■ **EXERCISE DESCRIPTION**
Update the items below, beginning at the line that has "target: sweaty hair" and stopping after the last line of the items. Replace every "target" with "label" and leave all else unchanged.

■ **SUPPLIED INFORMATION**
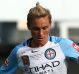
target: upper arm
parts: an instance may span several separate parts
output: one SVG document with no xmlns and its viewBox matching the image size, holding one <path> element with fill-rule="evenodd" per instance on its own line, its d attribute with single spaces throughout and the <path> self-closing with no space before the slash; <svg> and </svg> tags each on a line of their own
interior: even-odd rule
<svg viewBox="0 0 79 74">
<path fill-rule="evenodd" d="M 59 44 L 66 57 L 79 62 L 79 46 L 76 43 L 69 39 L 61 39 Z"/>
<path fill-rule="evenodd" d="M 5 60 L 4 64 L 0 67 L 0 74 L 13 74 L 18 68 L 17 48 L 14 48 L 8 58 Z"/>
</svg>

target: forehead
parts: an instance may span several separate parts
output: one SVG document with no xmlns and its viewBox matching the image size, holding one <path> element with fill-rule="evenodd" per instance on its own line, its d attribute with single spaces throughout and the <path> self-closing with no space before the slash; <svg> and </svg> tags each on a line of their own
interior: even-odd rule
<svg viewBox="0 0 79 74">
<path fill-rule="evenodd" d="M 37 18 L 33 19 L 33 21 L 32 21 L 32 26 L 46 26 L 46 25 L 50 25 L 48 16 L 37 17 Z"/>
</svg>

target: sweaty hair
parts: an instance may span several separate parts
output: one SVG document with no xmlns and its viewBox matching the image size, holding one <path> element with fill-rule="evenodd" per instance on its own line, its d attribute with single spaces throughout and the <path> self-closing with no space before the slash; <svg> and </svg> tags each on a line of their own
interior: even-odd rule
<svg viewBox="0 0 79 74">
<path fill-rule="evenodd" d="M 48 16 L 49 22 L 51 23 L 50 11 L 39 5 L 39 3 L 36 3 L 36 6 L 31 8 L 27 15 L 27 26 L 30 26 L 30 24 L 32 24 L 33 19 L 45 16 Z"/>
</svg>

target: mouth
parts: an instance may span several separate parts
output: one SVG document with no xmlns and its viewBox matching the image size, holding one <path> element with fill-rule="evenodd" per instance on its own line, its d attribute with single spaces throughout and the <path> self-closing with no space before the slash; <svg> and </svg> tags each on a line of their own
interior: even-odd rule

■ **ANSWER FOR THIS EXERCISE**
label: sweaty hair
parts: an instance may span several separate parts
output: one SVG document with no xmlns and its viewBox matching the image size, holding one <path> element with fill-rule="evenodd" per instance on its own line, its d attribute with single spaces throughout and the <path> self-closing with no space before the slash; <svg> and </svg> tags each on a line of their own
interior: even-odd rule
<svg viewBox="0 0 79 74">
<path fill-rule="evenodd" d="M 48 16 L 49 22 L 51 23 L 50 11 L 39 5 L 39 3 L 36 3 L 36 6 L 31 8 L 27 15 L 27 26 L 30 26 L 30 24 L 32 24 L 33 19 L 45 16 Z"/>
</svg>

label: mouth
parts: an instance may span several separate parts
output: one SVG document with no xmlns and its viewBox matching the image size, holding one <path> element with fill-rule="evenodd" per instance on its own line, its d attribute with single spaces throughout and the <path> self-closing with no space before the slash; <svg> and </svg> tags each on a line of their own
interior: even-odd rule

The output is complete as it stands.